### Directions for this task
Reproduce the material below in full, changing each "bounding box" to "enclosing rectangle" and leaving every other character untouched.

### Information given
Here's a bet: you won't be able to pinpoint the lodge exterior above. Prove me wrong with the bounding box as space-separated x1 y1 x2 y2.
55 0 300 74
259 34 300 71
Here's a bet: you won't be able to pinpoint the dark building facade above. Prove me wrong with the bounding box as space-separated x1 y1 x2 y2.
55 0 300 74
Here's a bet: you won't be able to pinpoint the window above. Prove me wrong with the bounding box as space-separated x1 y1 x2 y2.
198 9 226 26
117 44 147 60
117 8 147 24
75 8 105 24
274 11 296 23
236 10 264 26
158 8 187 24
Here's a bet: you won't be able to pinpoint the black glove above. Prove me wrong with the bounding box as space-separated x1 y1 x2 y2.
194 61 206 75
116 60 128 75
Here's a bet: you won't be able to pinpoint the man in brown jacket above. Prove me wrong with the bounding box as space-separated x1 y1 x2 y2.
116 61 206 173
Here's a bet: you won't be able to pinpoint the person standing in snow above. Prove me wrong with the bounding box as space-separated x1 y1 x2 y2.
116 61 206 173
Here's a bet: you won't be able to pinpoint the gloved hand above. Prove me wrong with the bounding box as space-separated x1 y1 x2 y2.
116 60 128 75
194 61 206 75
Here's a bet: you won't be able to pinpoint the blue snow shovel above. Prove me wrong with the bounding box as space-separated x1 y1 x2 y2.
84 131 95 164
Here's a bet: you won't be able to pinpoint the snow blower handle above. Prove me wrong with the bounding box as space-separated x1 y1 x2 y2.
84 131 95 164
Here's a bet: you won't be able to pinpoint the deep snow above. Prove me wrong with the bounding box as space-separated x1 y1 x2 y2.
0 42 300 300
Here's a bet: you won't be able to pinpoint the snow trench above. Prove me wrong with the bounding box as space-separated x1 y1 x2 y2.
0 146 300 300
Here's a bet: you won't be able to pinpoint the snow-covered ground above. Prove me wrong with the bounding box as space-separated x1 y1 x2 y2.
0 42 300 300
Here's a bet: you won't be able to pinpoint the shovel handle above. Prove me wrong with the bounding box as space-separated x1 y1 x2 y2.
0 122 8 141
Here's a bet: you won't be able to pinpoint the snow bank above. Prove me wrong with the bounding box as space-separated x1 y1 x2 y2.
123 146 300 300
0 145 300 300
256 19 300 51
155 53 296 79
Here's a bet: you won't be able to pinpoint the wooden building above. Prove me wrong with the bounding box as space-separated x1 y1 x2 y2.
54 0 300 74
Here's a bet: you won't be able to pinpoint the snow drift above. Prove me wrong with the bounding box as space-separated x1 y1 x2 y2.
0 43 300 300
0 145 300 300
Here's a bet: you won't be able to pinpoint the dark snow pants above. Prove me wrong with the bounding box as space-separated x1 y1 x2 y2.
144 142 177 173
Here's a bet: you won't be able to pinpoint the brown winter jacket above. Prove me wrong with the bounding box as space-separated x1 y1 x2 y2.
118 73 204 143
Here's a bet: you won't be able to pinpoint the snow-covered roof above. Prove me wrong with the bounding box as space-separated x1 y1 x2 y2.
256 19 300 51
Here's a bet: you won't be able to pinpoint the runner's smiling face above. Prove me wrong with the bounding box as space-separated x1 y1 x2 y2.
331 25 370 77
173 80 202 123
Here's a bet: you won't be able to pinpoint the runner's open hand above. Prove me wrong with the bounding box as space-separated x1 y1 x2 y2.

### Task response
Here's a bet: you won't be able to pinpoint the lodge exterior above. Prove me wrong with the enclosing rectangle as space-separated x1 y1 x2 y2.
55 0 300 74
259 34 300 71
Here's a bet: you won't be able to pinpoint the dark building facade above. Prove me wrong with the enclosing rectangle as space-separated x1 y1 x2 y2.
55 0 300 74
Here's a bet: you won't be able to pinpoint the window above. Prove me wrong with the enclosing rectangle as space-separated x1 y1 x2 y2.
198 9 226 26
117 44 147 60
117 8 147 24
75 8 105 24
274 11 296 23
236 10 264 26
158 8 187 24
Here's a bet: you won't be able to pinpoint the black glove above. Prove me wrong with the enclosing rectangle as space-separated x1 y1 x2 y2.
194 61 206 75
116 60 128 75
Here's a bet: you won't be able to pinpoint the man in brown jacket above. Prove me wrong with the enclosing rectangle as space-separated x1 y1 x2 y2.
116 61 206 173
Here's a bet: you won't be able to pinpoint the person standing in snow above. Prove me wrong with the enclosing rectangle as space-separated x1 y1 x2 y2.
116 61 206 173
Here's a bet: you won't be able to pinpoint the gloved hand above. Prove me wrong with the enclosing rectangle as space-separated x1 y1 x2 y2.
116 60 128 75
194 61 206 75
Here's a bet: you won't be able to pinpoint the blue snow shovel above. Prove me wrong with the enclosing rectangle as space-separated x1 y1 x2 y2.
84 131 95 164
Here's a bet: you won't be able to pinpoint the snow blower handle above. Prove me wrong with the enclosing rectangle as space-separated x1 y1 x2 y2.
84 131 95 164
Here's a bet: you won't be able to pinpoint the deep snow above. Prove me wrong with the enclosing rectangle as space-separated x1 y1 x2 y2.
0 42 300 300
Here's a bet: you won't be able to pinpoint the snow trench above. Prove me wrong with the enclosing rectangle as space-separated x1 y1 x2 y2.
0 146 300 300
Here's a bet: you won't be able to pinpoint the snow-covered ground above. Prove me wrong with the enclosing rectangle as space-separated x1 y1 x2 y2.
0 42 300 300
Here's a bet: you won't be able to pinpoint the shovel handle above. Prove me wrong with the enclosing rectangle as space-separated x1 y1 x2 y2.
0 122 8 141
Here's a bet: you won't be able to pinpoint the snow bank above. Prove me wrong with the enclosing rectangle as space-separated x1 y1 x2 y2.
123 146 300 300
0 145 300 300
256 19 300 51
155 53 296 79
Here's a bet: you won't be able to pinpoint the wooden building above. Prove me wrong with the enclosing rectangle as space-separated x1 y1 x2 y2.
54 0 300 74
Here's a bet: you won't be able to pinpoint the snow drift above. Prove me wrong with the enclosing rectangle as space-separated x1 y1 x2 y2.
0 43 300 300
0 145 300 300
Here's a bet: you won't be able to pinpoint the dark snow pants above. Prove me wrong with the enclosing rectangle as space-separated x1 y1 x2 y2.
144 142 177 173
Here's a bet: you won't be able to pinpoint the brown winter jacket above. Prove me wrong with the enclosing rectangle as space-separated x1 y1 x2 y2.
118 73 204 143
Here's a bet: you won't be able to pinpoint the snow-covered roof above. Prove me wrong with the enclosing rectangle as space-separated x1 y1 x2 y2.
256 19 300 51
Here's a bet: you won't be able to pinpoint the runner's smiling face above. Prove me wrong with the enclosing rectangle as space-separated x1 y1 x2 y2.
331 25 370 77
173 80 202 123
Here's a bet: you won't be able to pinpoint the runner's open hand above. Prove me wrong with the enclosing rectangle as space-separated x1 y1 x2 y2.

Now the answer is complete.